Recast the lines below as a JSON list of strings with one string per line, leaving out any blank lines.
begin Data shown
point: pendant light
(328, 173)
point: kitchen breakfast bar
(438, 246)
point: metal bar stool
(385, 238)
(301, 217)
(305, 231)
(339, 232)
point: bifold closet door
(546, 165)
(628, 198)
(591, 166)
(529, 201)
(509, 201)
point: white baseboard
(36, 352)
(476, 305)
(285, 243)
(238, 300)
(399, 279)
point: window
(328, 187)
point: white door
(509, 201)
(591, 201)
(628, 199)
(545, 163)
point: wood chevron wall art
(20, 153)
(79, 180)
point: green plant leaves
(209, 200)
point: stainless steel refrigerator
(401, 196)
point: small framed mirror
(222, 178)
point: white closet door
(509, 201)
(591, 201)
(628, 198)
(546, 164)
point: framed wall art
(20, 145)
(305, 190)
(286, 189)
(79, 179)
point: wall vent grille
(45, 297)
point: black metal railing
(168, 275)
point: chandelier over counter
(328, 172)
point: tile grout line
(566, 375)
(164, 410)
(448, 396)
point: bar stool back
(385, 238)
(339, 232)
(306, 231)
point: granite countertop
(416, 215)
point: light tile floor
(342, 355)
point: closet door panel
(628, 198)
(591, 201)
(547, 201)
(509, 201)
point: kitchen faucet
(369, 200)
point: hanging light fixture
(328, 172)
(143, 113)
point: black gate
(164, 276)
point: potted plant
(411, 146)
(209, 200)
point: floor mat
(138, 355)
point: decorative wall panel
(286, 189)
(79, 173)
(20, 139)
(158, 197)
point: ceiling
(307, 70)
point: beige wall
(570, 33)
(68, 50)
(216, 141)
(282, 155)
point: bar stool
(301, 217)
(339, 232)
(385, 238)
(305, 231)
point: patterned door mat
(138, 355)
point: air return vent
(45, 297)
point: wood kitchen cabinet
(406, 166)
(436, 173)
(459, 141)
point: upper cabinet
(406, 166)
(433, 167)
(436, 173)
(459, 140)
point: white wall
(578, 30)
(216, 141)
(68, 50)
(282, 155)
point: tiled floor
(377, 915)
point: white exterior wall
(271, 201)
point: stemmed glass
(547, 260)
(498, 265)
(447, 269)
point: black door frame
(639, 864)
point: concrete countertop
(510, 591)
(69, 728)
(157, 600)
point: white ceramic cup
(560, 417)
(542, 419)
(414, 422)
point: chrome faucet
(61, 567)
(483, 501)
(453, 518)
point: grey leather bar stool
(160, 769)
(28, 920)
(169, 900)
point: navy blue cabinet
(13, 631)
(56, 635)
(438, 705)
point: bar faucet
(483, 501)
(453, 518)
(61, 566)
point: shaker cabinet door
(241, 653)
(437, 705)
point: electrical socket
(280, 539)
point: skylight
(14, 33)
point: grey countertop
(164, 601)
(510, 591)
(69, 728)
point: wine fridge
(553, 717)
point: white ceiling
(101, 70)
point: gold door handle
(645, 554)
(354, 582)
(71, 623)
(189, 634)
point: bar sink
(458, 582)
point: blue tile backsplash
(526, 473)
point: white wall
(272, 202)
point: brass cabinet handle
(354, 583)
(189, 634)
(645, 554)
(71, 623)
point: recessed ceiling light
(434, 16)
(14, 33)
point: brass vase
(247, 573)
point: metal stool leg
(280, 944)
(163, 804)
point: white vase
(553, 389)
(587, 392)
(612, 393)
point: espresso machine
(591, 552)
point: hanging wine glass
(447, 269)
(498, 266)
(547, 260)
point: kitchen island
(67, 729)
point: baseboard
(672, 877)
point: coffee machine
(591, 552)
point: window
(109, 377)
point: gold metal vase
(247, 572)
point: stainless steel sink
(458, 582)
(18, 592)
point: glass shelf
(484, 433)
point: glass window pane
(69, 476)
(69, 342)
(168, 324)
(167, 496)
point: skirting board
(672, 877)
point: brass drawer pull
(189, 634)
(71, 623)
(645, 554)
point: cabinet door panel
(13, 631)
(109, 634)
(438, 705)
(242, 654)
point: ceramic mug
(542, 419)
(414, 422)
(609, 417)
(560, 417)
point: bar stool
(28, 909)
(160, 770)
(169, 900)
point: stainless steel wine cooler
end Data shown
__Answer to this exercise__.
[
  "point: pendant light",
  "(328, 173)",
  "point: kitchen breakfast bar",
  "(438, 246)",
  "point: metal bar stool",
  "(385, 238)",
  "(301, 217)",
  "(305, 231)",
  "(339, 232)",
  "point: bifold closet door",
  "(546, 165)",
  "(628, 198)",
  "(591, 166)",
  "(529, 201)",
  "(509, 201)",
  "point: white baseboard",
  "(36, 352)",
  "(476, 305)",
  "(285, 243)",
  "(238, 300)",
  "(399, 279)",
  "point: window",
  "(328, 187)",
  "point: white door",
  "(509, 201)",
  "(591, 201)",
  "(628, 199)",
  "(545, 163)",
  "point: wood chevron wall art",
  "(20, 153)",
  "(79, 180)",
  "point: green plant leaves",
  "(209, 200)",
  "point: stainless steel refrigerator",
  "(401, 196)",
  "point: small framed mirror",
  "(222, 178)",
  "point: white closet door",
  "(509, 201)",
  "(591, 201)",
  "(628, 198)",
  "(546, 164)",
  "point: framed wall art",
  "(20, 145)",
  "(305, 190)",
  "(286, 189)",
  "(79, 179)",
  "point: wall vent grille",
  "(45, 297)",
  "point: black metal railing",
  "(168, 275)",
  "point: chandelier over counter",
  "(328, 172)",
  "point: tile grout line",
  "(566, 375)",
  "(164, 410)",
  "(448, 396)",
  "point: bar stool back",
  "(385, 238)",
  "(339, 232)",
  "(306, 231)",
  "point: granite countertop",
  "(416, 215)",
  "point: light tile floor",
  "(342, 355)",
  "point: closet door panel",
  "(628, 198)",
  "(591, 201)",
  "(547, 201)",
  "(509, 201)",
  "point: kitchen faucet",
  "(369, 200)",
  "point: hanging light fixture",
  "(328, 172)",
  "(143, 113)",
  "point: black gate",
  "(164, 276)",
  "point: potted plant",
  "(411, 146)",
  "(209, 200)",
  "point: floor mat",
  "(138, 355)",
  "point: decorative wall panel",
  "(286, 189)",
  "(79, 173)",
  "(20, 139)",
  "(158, 197)",
  "point: ceiling",
  "(307, 70)",
  "point: beige wall",
  "(570, 33)",
  "(68, 50)",
  "(216, 141)",
  "(282, 155)",
  "point: bar stool",
  "(301, 217)",
  "(339, 232)",
  "(385, 238)",
  "(305, 231)",
  "point: patterned door mat",
  "(138, 355)",
  "point: air return vent",
  "(45, 297)",
  "point: wood kitchen cabinet",
  "(406, 166)",
  "(436, 173)",
  "(459, 141)",
  "point: upper cabinet",
  "(406, 166)",
  "(433, 167)",
  "(436, 173)",
  "(459, 140)",
  "point: white wall",
  "(578, 30)",
  "(216, 141)",
  "(68, 50)",
  "(282, 155)",
  "point: tiled floor",
  "(377, 915)",
  "point: white exterior wall",
  "(271, 201)",
  "point: stemmed glass",
  "(547, 260)",
  "(498, 265)",
  "(447, 269)",
  "point: black door frame",
  "(639, 864)",
  "point: concrete countertop",
  "(510, 591)",
  "(69, 728)",
  "(157, 600)",
  "point: white ceramic cup",
  "(560, 417)",
  "(542, 419)",
  "(414, 422)",
  "point: chrome faucet",
  "(61, 567)",
  "(483, 501)",
  "(453, 518)",
  "point: grey leather bar stool",
  "(160, 769)",
  "(28, 920)",
  "(169, 900)",
  "point: navy blue cabinet",
  "(13, 631)",
  "(56, 635)",
  "(438, 705)",
  "point: bar faucet",
  "(483, 501)",
  "(453, 518)",
  "(61, 566)",
  "point: shaker cabinet door",
  "(241, 653)",
  "(437, 705)",
  "point: electrical socket",
  "(280, 539)",
  "point: skylight",
  "(14, 33)",
  "point: grey countertop",
  "(164, 601)",
  "(510, 591)",
  "(69, 728)",
  "point: wine fridge",
  "(553, 717)",
  "point: white ceiling",
  "(101, 70)",
  "point: gold door handle",
  "(645, 554)",
  "(354, 582)",
  "(71, 623)",
  "(189, 634)",
  "point: bar sink",
  "(458, 582)",
  "point: blue tile backsplash",
  "(526, 473)",
  "point: white wall",
  "(272, 202)",
  "point: brass cabinet handle",
  "(354, 583)",
  "(189, 634)",
  "(645, 554)",
  "(71, 623)",
  "point: recessed ceiling light",
  "(434, 16)",
  "(14, 33)",
  "point: brass vase",
  "(247, 573)",
  "point: metal stool leg",
  "(280, 944)",
  "(163, 804)",
  "point: white vase",
  "(553, 389)",
  "(587, 392)",
  "(612, 393)",
  "point: espresso machine",
  "(591, 552)",
  "point: hanging wine glass",
  "(447, 269)",
  "(498, 266)",
  "(547, 260)",
  "point: kitchen island",
  "(67, 729)",
  "point: baseboard",
  "(672, 877)",
  "point: coffee machine",
  "(591, 552)",
  "point: window",
  "(109, 377)",
  "point: gold metal vase",
  "(247, 572)",
  "point: stainless steel sink",
  "(458, 582)",
  "(18, 592)",
  "point: glass shelf",
  "(484, 433)",
  "point: glass window pane",
  "(69, 476)",
  "(69, 342)",
  "(168, 324)",
  "(167, 496)",
  "point: skirting board",
  "(672, 877)",
  "point: brass drawer pull",
  "(189, 634)",
  "(71, 623)",
  "(645, 554)",
  "point: cabinet door panel",
  "(13, 631)",
  "(109, 634)",
  "(438, 705)",
  "(242, 654)",
  "point: ceramic mug",
  "(542, 419)",
  "(414, 422)",
  "(609, 417)",
  "(560, 417)",
  "point: bar stool",
  "(28, 909)",
  "(160, 770)",
  "(169, 900)",
  "point: stainless steel wine cooler"
]